LISTED ENTRIES:
-=-=-

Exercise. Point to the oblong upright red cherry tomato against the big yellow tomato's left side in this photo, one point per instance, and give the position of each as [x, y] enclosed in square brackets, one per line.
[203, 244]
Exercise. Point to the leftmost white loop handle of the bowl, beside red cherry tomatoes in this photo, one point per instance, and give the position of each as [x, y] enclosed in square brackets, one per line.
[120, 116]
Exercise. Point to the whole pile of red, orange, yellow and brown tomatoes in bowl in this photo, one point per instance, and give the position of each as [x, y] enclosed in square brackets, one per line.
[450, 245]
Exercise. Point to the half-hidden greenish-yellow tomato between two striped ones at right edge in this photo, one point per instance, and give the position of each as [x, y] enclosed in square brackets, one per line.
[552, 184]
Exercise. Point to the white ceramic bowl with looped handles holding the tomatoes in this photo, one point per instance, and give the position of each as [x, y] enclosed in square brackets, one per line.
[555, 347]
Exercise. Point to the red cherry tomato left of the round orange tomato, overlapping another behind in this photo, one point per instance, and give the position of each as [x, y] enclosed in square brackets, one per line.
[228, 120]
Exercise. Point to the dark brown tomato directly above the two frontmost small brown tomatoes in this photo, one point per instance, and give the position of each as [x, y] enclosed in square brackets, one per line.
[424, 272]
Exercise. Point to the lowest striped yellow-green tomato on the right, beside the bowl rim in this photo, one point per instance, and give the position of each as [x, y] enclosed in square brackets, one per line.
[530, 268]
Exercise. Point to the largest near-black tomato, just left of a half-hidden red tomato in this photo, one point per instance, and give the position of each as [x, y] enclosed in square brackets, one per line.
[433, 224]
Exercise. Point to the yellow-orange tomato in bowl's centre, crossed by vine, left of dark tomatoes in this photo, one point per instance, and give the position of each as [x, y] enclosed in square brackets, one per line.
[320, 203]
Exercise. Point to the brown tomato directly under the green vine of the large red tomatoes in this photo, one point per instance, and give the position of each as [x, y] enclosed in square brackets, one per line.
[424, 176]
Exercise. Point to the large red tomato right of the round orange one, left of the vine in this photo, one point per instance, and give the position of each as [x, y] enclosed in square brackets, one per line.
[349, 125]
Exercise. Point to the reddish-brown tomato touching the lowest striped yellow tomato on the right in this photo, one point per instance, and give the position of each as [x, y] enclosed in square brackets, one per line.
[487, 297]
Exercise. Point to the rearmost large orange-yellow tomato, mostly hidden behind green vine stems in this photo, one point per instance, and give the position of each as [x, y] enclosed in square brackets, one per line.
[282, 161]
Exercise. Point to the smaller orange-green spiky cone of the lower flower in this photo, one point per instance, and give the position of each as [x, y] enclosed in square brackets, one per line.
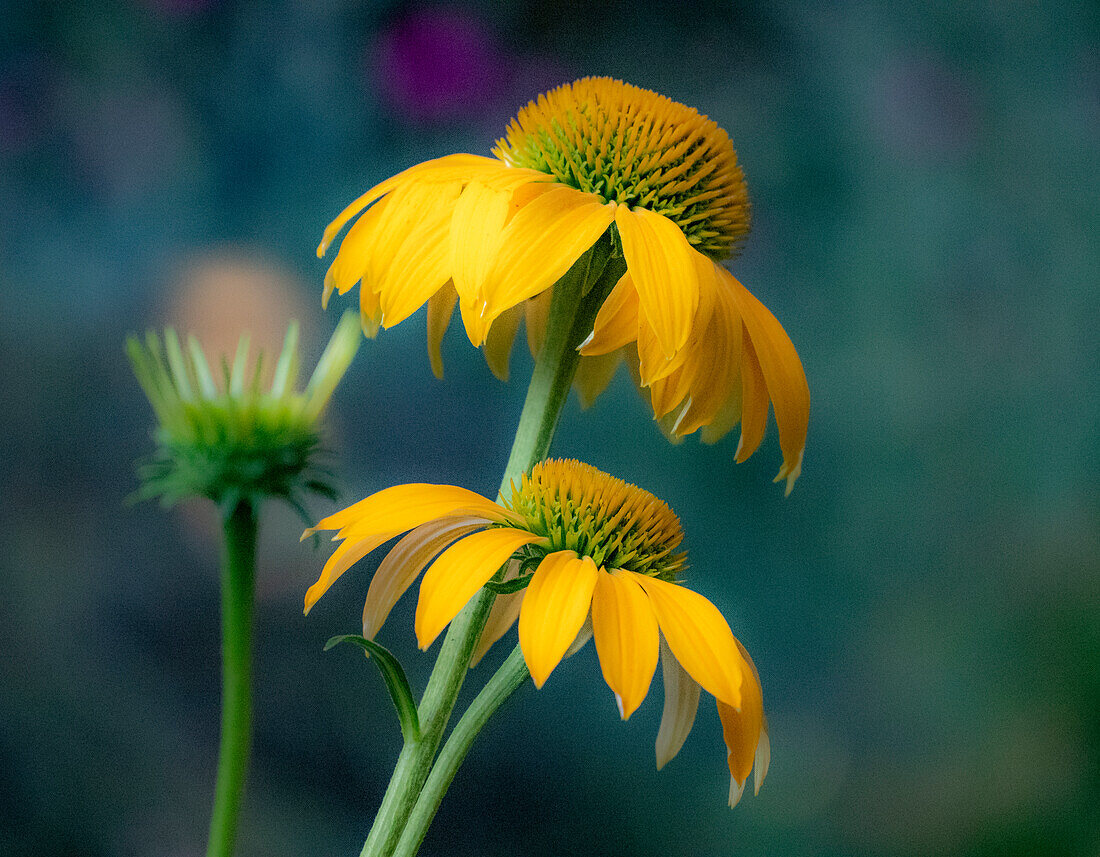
[619, 525]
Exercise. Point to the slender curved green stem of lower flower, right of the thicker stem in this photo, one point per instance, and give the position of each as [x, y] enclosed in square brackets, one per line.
[505, 682]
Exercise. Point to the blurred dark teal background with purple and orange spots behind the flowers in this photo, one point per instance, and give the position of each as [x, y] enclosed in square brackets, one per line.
[925, 609]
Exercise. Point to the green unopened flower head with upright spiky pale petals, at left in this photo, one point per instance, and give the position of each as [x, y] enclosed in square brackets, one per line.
[224, 436]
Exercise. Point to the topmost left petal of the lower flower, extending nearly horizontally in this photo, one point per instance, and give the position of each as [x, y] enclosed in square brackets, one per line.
[402, 508]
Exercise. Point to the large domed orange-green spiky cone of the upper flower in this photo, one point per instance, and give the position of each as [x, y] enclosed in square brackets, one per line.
[640, 149]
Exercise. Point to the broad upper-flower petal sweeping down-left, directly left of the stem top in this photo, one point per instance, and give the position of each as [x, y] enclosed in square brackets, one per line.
[541, 244]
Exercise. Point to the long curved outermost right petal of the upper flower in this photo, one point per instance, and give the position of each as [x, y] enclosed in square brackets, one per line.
[784, 373]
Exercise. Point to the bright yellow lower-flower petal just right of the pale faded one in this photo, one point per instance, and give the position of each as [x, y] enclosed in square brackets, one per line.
[459, 573]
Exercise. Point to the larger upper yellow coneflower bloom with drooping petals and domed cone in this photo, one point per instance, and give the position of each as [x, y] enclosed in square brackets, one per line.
[496, 234]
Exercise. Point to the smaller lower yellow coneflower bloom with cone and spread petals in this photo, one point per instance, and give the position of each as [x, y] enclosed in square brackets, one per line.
[579, 554]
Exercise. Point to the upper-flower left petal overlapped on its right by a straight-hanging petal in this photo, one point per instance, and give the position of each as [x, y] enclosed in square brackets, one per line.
[422, 263]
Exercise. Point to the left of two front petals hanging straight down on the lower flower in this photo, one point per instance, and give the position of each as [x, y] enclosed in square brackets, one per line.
[554, 611]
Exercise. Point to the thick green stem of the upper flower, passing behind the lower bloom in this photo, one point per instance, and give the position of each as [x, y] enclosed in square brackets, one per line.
[577, 300]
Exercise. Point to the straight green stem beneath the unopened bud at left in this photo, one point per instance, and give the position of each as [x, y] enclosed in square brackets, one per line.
[238, 576]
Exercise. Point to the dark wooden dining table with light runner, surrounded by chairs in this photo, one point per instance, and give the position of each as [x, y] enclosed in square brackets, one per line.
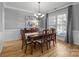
[36, 36]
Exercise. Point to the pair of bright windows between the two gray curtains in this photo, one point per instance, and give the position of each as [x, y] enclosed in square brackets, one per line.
[59, 22]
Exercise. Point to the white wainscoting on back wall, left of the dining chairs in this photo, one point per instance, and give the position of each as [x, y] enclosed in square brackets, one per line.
[12, 35]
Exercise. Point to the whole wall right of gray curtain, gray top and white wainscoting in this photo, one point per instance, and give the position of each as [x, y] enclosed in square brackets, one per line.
[76, 24]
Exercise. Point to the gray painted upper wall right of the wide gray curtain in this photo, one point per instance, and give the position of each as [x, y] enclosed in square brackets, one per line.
[76, 17]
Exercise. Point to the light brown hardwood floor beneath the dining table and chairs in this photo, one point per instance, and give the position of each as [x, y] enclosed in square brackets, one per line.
[13, 49]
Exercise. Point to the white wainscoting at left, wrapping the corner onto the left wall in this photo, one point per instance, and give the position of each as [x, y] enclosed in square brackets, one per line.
[9, 35]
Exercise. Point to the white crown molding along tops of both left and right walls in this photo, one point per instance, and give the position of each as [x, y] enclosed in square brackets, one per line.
[23, 10]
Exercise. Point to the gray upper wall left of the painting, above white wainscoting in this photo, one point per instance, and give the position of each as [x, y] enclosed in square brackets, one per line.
[14, 19]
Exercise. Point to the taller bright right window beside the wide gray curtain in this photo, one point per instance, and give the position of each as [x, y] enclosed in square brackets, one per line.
[61, 24]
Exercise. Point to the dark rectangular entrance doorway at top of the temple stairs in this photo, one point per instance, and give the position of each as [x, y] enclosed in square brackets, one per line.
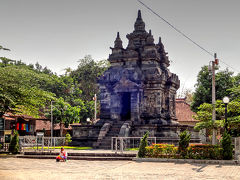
[126, 106]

-=-=-

ABOUT THIS EXERCISE: Take the listing above and print it exactly, apart from the pictures.

RESPONSE TO THE EXERCISE:
Exercise. Point to the oblong upright red cherry tomato against the big yellow tomato's left side in this photo, one point per instance, and give the position of each as [x, y] enclosed in square brackets, one per line.
[203, 244]
Exercise. Point to the leftmost white loop handle of the bowl, beside red cherry tomatoes in this photo, one point per instance, and give the position of each as [x, y] enclosed in square brackets, one per line.
[120, 116]
Exercise. Point to the whole pile of red, orange, yellow and brown tomatoes in bowl in this photo, one point per instance, and give the position of each as [x, y] enclosed in square brackets, one per line.
[450, 245]
Exercise. Point to the half-hidden greenish-yellow tomato between two striped ones at right edge in this photo, one point per instance, and give the position of each as [x, y] enclosed in square brackets, one per line.
[552, 184]
Exercise. Point to the white ceramic bowl with looped handles holding the tomatoes in this photo, one point per instance, and give the position of each as [x, y] enclosed in square brackets, one per line.
[555, 347]
Exercise. Point to the red cherry tomato left of the round orange tomato, overlapping another behind in this photo, one point per instance, and give the position of each as [x, y] enclosed in square brackets, one per line.
[228, 120]
Exercise. Point to the dark brown tomato directly above the two frontmost small brown tomatoes in this photo, one point per instance, and give the position of each as [x, y] enclosed in square brackets, one per line.
[424, 272]
Exercise. Point to the lowest striped yellow-green tomato on the right, beside the bowl rim in this photo, one point per instance, and give the position of each as [x, y] enclosed in square brackets, one per line.
[530, 268]
Exercise. Point to the largest near-black tomato, just left of a half-hidden red tomato in this photo, one point per instance, and give the position of each as [x, y] enclosed in square brackets, one per line.
[433, 224]
Exercise. Point to the yellow-orange tomato in bowl's centre, crossed by vine, left of dark tomatoes in this photo, one point per instance, and give the position of each as [x, y] enclosed in square brackets, one per line.
[320, 203]
Exercise. Point to the brown tomato directly under the green vine of the large red tomatoes in this photo, one point per instance, and give the position of each as [x, y] enclosed in square brackets, one per line.
[424, 176]
Exercise. Point to the large red tomato right of the round orange one, left of the vine in this photo, one point per instance, and give the position of each as [x, y] enclosed in square brackets, one per line.
[349, 125]
Exercise. Point to the reddish-brown tomato touching the lowest striped yellow tomato on the right in this photo, one point per instance, and give the position of each as [x, y] enclosed in square brackets, one per line.
[487, 297]
Exercise. Point to the rearmost large orange-yellow tomato, mostly hidden behind green vine stems in this photo, one point per instance, and give the position of each as [x, y] enclosed in square brackets, one per line.
[282, 161]
Exercise. Point to the smaller orange-green spiky cone of the lower flower in this photo, one point per instance, and give the position of each as [x, y] enclosed in square brackets, one per line.
[619, 525]
Exercise. Point to the slender curved green stem of lower flower, right of the thicker stem in this photo, one point per instance, and give the position of each as [x, y] enclosed in square brackets, one per line.
[505, 682]
Exercise. Point to the blurred dark teal background with purple and orange spots behind the flowers in this photo, one point per instance, and give the position of each as [x, y] enclosed in square brackets, one per line.
[925, 609]
Exercise. Point to the green unopened flower head with upright spiky pale petals, at left in this photo, one point per instance, and give the position of each as [x, y] enclosed in square brackets, one per line.
[224, 436]
Exercise. Point to the topmost left petal of the lower flower, extending nearly horizontally in this photo, one point per instance, and give the position of each as [x, y] enclosed in square brackets, one per line.
[402, 508]
Exercise. Point to the large domed orange-green spiky cone of the upper flower in this photo, one point per instance, and give the position of each as [x, y] enclosed in square brackets, one per line.
[640, 149]
Exercise. Point to the broad upper-flower petal sweeping down-left, directly left of the stem top in this photo, one point per instance, and give the position of each as [x, y] enclosed in square brackets, one per line.
[541, 244]
Exercise. Point to the long curved outermost right petal of the upper flower in this photo, one point per instance, and give the position of each as [x, y] enclosed in square brackets, one per line.
[784, 373]
Exercise. Point to the bright yellow lower-flower petal just right of the pale faded one in this photo, one point per instance, and give the position of each as [x, y] enclosed in square brackets, one per line.
[459, 573]
Exercise. Point to the larger upper yellow coneflower bloom with drooping petals and domed cone in this photo, one point per instance, and give the position of each as [x, y] enclosed in square brackets, one per line.
[496, 234]
Exercise. Point to the smaller lower yellow coneflower bloom with cone and spread petals in this photo, one point per instance, and give the position of each as [x, y] enclosed in square brackets, one per line.
[579, 554]
Exercise. Point to the upper-flower left petal overlapped on its right by a straight-hanging petal in this photo, one point per instance, and give the position of each as [x, y] enclosed in square brackets, one per line.
[422, 263]
Exercise. Point to the left of two front petals hanging straight down on the lower flower in this photo, one point per instance, and give the position of each as [x, y] enclosed in square brackets, one per line.
[554, 611]
Exercise. Point to the thick green stem of the upper flower, passing behind the lower bloom in this photo, one point per instance, and give the position of each as [x, y] enclosed in square brackets, one per line.
[577, 300]
Exercise. Point to the straight green stem beneath the unopened bud at left in this photo, one point per instance, and give the position of each as [x, y] enclosed in square brackets, one per line.
[238, 576]
Exercise. Point to the dark wooden dining table with light runner, surrounded by chairs in this photo, one point per instance, and give the position of each as [x, y] enclosed in square brackets, one per line.
[36, 36]
Exercise. Point to the pair of bright windows between the two gray curtains in this photo, one point per instance, and give the position of each as [x, y] enclosed in square brackets, one per line.
[59, 22]
Exercise. Point to the white wainscoting on back wall, left of the dining chairs in this photo, one point per instance, and give the position of each as [x, y] enclosed in square brackets, one per line.
[12, 35]
Exercise. Point to the whole wall right of gray curtain, gray top and white wainscoting in this photo, one point per instance, and give the position of each as [x, y] enclosed in square brackets, one per line.
[76, 24]
Exercise. Point to the gray painted upper wall right of the wide gray curtain in this photo, one point per instance, and give the position of each as [x, y] enclosed in square brackets, one per line.
[76, 17]
Exercise. Point to the light brown hardwood floor beneath the dining table and chairs in this photo, one point per instance, and give the position of each as [x, y] enclosed in square brackets, one per line.
[13, 49]
Exercise. Point to the white wainscoting at left, wrapping the corner onto the left wall in this photo, one point per instance, and give the position of each as [x, y] enclosed in square brackets, one per line.
[9, 35]
Exercise. Point to the white crown molding along tops of both left and right walls in this photo, one point per instance, and give the position of each as [x, y] enclosed in square brackets, one per line.
[23, 10]
Exercise. Point to the gray upper wall left of the painting, above white wainscoting in this photo, one point per instance, and give the position of each as [x, y] enclosed in square brackets, one per line.
[14, 19]
Exercise. Point to the taller bright right window beside the wide gray curtain in this photo, one point per instance, and give the position of each as [x, y] enclosed in square brackets, one per line.
[61, 24]
Exercise. Point to the dark rectangular entrance doorway at top of the temple stairs in this photo, one point per instance, and give the position of each as [x, y] enclosed in square brackets, one per line.
[126, 106]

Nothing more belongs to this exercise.